### RECORD EXTRACTS

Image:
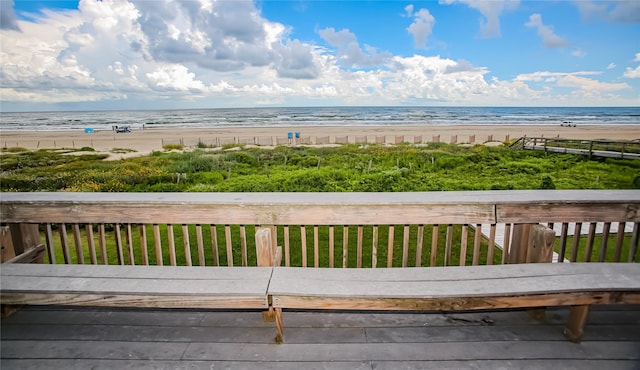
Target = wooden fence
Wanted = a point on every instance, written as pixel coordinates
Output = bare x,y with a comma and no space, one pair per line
592,148
321,229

### GOAL
Please rewrite the material above with "wooden fence" changed to "picket fence" and everything else left as it is. Omit the pictures from your answer.

### REPLY
Image:
Target = picket fence
Wanted = a point on every instance, written as pixel coordinates
Output = bare x,y with a comma and no space, one pair per line
592,148
321,229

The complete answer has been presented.